Start of Data for this exercise

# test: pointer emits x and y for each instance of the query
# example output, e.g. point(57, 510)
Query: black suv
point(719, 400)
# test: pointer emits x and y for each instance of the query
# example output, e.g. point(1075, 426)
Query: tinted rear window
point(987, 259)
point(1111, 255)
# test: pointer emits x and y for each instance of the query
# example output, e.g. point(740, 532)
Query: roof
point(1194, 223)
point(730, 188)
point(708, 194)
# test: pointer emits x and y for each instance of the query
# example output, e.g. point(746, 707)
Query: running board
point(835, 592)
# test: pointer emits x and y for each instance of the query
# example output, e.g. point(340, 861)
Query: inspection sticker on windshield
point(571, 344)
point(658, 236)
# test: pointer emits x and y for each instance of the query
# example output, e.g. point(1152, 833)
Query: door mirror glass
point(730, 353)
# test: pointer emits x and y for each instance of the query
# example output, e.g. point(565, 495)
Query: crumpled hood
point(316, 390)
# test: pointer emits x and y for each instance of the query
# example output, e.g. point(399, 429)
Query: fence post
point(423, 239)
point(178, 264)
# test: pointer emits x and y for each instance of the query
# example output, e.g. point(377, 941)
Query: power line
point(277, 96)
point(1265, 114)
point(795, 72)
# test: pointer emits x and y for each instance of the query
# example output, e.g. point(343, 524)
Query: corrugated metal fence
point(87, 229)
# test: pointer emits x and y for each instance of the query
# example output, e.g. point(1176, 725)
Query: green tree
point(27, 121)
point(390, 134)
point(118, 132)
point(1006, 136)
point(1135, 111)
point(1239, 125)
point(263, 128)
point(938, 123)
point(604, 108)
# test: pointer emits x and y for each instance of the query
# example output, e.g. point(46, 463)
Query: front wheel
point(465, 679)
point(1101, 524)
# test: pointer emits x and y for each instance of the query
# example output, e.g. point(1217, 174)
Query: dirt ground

End of Data for this exercise

• [What to produce]: Print the entries exactly.

• [Worked solution]:
# test: pointer emits x and y for each instance of the query
# example output, e.g. point(57, 510)
Query: black suv
point(719, 400)
# test: pointer emits x and y for each instance of the query
# example output, e.g. point(1075, 426)
Query: tinted rear window
point(987, 259)
point(1111, 255)
# test: pointer emits x and y for each instance of the query
# example output, e.g. point(740, 532)
Query: roof
point(1194, 223)
point(730, 188)
point(708, 194)
# test: pointer emits x and y for each instance of the query
# example output, e.g. point(746, 707)
Query: running board
point(835, 592)
# test: pointer emits x and y for each instance of the query
# example output, e.g. point(340, 861)
Query: inspection sticker on windshield
point(571, 344)
point(658, 236)
# test: pointer emits x and y for each instance of the query
# example output, e.g. point(1152, 833)
Query: door mirror glass
point(730, 353)
# test: pointer emits x and y for each instance of the query
# example output, e.g. point(565, 495)
Query: crumpled hood
point(316, 390)
# test: pointer emits x and y for each instance of the query
# example output, e.g. point(399, 429)
Query: fence post
point(423, 239)
point(178, 264)
# test: pointer emits x and y for each instance of the query
# example output, e.g. point(377, 941)
Query: power line
point(277, 96)
point(1265, 114)
point(795, 72)
# test: pointer emits x and y for each instance of the query
# example output, e.g. point(343, 524)
Query: corrugated metal fence
point(87, 229)
# test: pointer emits x and y for each instance of the query
# example output, e.g. point(1176, 725)
Query: green tree
point(27, 121)
point(390, 134)
point(118, 132)
point(1006, 136)
point(1135, 111)
point(1239, 125)
point(263, 128)
point(938, 123)
point(604, 108)
# test: pointer emits x and y for each instance of the query
# example output, e.g. point(46, 463)
Query: front wheel
point(465, 679)
point(1101, 524)
# test: pointer emits x and y for each instance of the query
# example output, e.g. point(1217, 174)
Query: dirt ground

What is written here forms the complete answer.